▸ Provided data
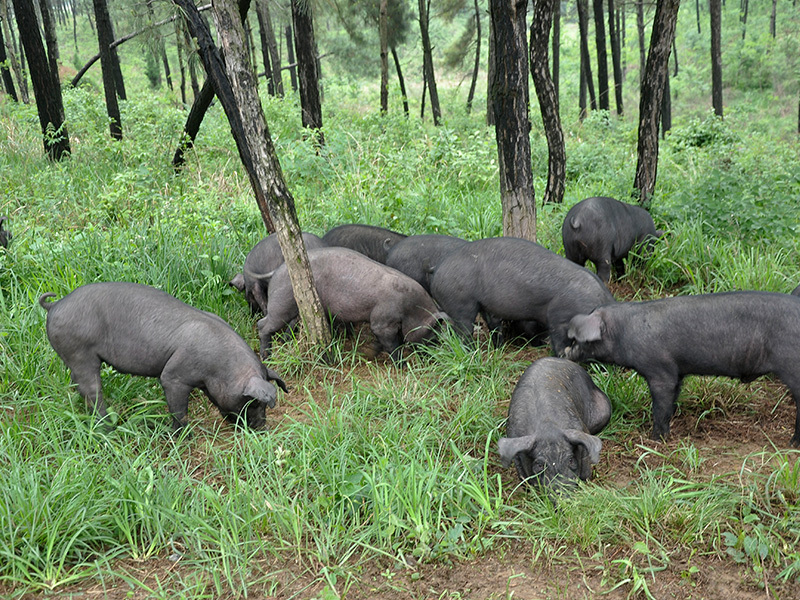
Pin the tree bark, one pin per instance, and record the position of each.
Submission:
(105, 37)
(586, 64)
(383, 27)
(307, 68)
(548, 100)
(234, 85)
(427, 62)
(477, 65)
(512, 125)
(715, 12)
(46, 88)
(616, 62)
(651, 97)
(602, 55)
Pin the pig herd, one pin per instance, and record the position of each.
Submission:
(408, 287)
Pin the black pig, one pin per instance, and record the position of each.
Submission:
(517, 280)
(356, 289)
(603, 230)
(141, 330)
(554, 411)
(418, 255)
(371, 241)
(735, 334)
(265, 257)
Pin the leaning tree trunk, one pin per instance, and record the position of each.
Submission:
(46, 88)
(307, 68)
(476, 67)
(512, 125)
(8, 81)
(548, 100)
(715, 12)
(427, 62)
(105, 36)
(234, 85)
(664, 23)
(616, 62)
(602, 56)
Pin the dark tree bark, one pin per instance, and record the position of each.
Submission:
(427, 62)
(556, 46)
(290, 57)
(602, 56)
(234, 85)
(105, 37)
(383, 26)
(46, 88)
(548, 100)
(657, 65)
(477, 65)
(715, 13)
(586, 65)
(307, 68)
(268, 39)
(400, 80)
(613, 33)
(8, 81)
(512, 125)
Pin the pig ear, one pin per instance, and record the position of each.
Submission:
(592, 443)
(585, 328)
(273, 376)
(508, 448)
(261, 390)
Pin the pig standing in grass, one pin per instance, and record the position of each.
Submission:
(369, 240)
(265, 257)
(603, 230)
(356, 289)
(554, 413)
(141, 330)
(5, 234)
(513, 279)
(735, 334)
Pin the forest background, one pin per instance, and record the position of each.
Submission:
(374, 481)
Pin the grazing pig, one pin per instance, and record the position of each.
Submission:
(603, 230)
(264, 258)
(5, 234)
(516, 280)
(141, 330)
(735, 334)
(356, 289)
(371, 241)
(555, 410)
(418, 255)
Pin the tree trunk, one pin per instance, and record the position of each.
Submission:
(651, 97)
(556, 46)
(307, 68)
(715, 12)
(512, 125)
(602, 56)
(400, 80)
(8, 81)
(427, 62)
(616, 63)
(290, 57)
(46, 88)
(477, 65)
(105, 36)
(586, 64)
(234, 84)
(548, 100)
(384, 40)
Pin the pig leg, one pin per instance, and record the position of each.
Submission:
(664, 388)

▸ Exercise task
Return precisely the lines of the records, starting with the line that holds "Pin the forest" and ending with the last one.

▸ Task answer
Pin the forest background, one pin per instance, and record the position of each.
Submission:
(374, 481)
Pin the grazing pig, one pin per instance, and record the position of each.
Submission:
(603, 230)
(264, 258)
(5, 234)
(516, 280)
(141, 330)
(735, 334)
(356, 289)
(371, 241)
(555, 410)
(418, 255)
Pin the tree trunk, one pin per instance, and record the position of each.
Submission:
(651, 97)
(556, 46)
(307, 68)
(715, 12)
(512, 125)
(602, 56)
(400, 80)
(8, 81)
(427, 62)
(616, 63)
(290, 57)
(46, 88)
(477, 65)
(105, 36)
(586, 64)
(234, 84)
(548, 100)
(384, 40)
Pin the pig leg, one pin per instance, and record the position of each.
Submission:
(664, 388)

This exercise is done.